** START OF PASSAGE PROVIDED **
The Single Missionary, What the Church Should Know
I came home after a long day in the IDP camps, tired and sweaty with barely enough energy to make myself a sad bowl of pasta (for one) before I curled under the covers. I was journaling when I looked up and saw the largest spider I’d ever seen crawling across the ceiling. I unsuccessfully tried to kill it with a broom, then worried for hours about where this alien antichrist arachnid could be when I finally breathed an exasperated prayer, “God, if you could please just send my husband.”
Then the tears fell.
I’m not typically a woman who’s afraid of killing spiders on her own. I’m strong and mostly fearless, but the loneliness of life overseas as a single woman was overwhelming me.
When I was younger, I was determined no one would keep me from my calling.
When I left for Africa, I wasn’t sure I would ever get married. But I knew if I pursued God with my whole heart He would fulfill His promises to me. I was independent, strong-willed, and let’s face it…a lot idealistic. But I needed some of that brash naïveté to be crazy enough to strike out on my own overseas.
One of my biggest fears has always been I won’t fulfill my purpose.
I didn’t want to be a woman who’d never lived her dreams or fell into her man’s dreams and slowly became flimsy, like a cut out of a paper doll, a thin representation of her former self.
As I spoke across the country about my ministry in Uganda I’d often hear women say, “I was going to go to Thailand to work in sex-trafficking but I met my husband and we had kids and you know...”
They didn’t regret their kids obviously, but there was a wistfulness in their voice that frightened me.
It seemed women were always having to choose between having a husband or living their dreams.
Equally so, many young women used to come up to me and say, “I could never do what you do because I don’t have a husband,” or
“I want to get married, so I can’t move to a remote village where there aren’t any single guys.”
I wanted to call bulls*#$!
** END OF PASSAGE PROVIDED **
◆ **TASK REQUIREMENTS**: Please summarize the passage on the single missionary in two sentences.
** START OF PROVIDED DATA **
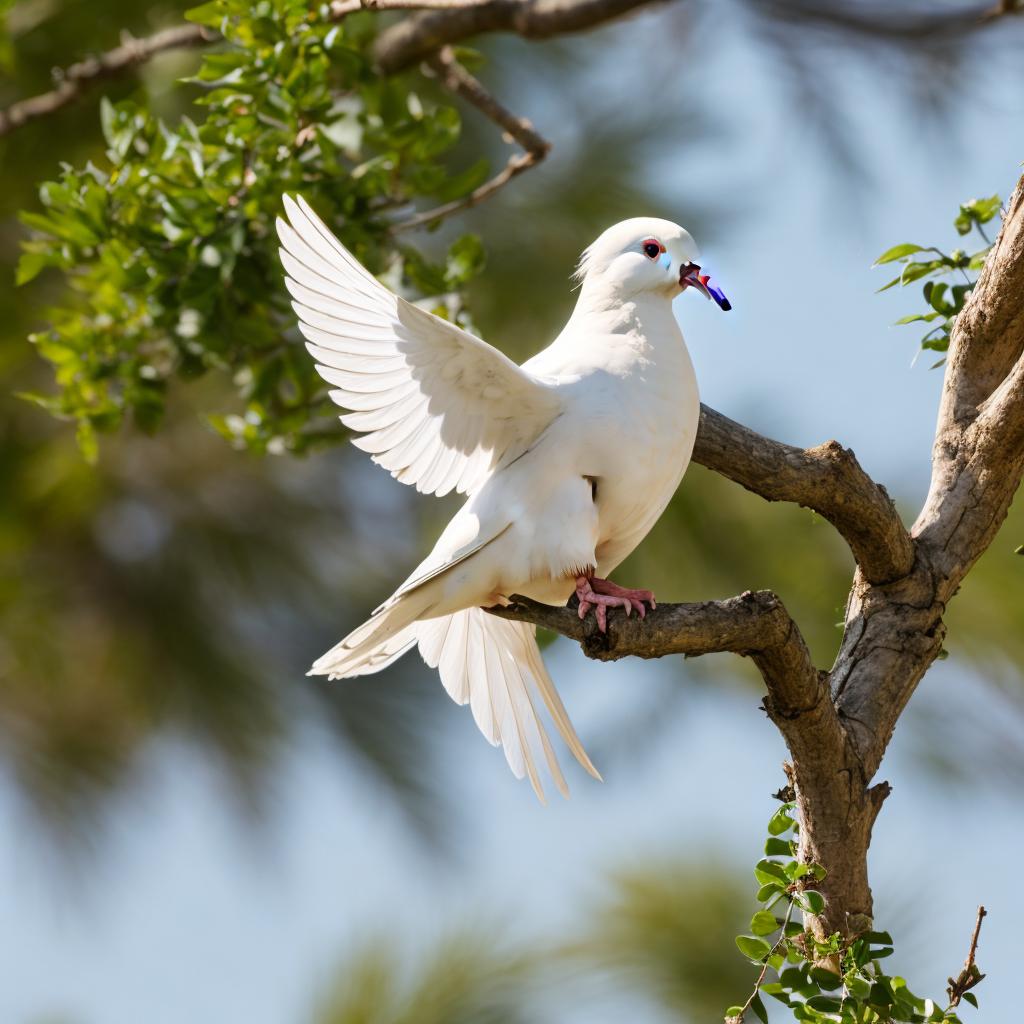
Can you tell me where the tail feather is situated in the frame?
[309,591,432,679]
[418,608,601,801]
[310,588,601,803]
** END OF PROVIDED DATA **
** START OF PROVIDED DATA **
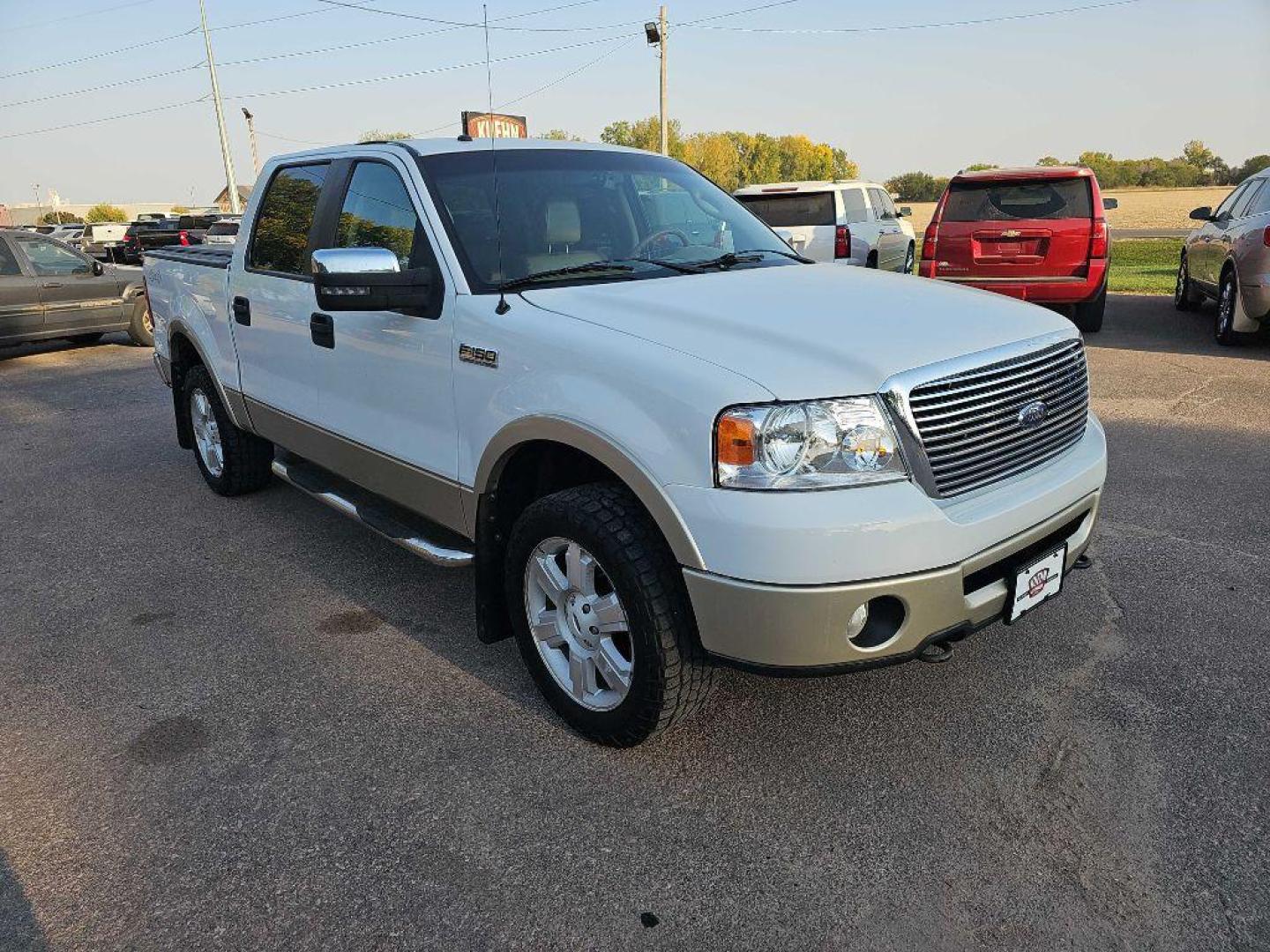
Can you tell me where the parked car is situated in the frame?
** END OF PROVIDED DATA **
◆ **COMPLETE ANSWER**: After a tiring day in the IDP camps, the writer failed to kill a huge spider and, overwhelmed by the loneliness of life overseas as a single woman, prayed for God to send her husband and then cried. Fearing she would not fulfill her purpose, she had often heard women say marriage and children had kept them from their plans, or that not having a husband kept them from work like hers, so it seemed women always had to choose between a husband and their dreams.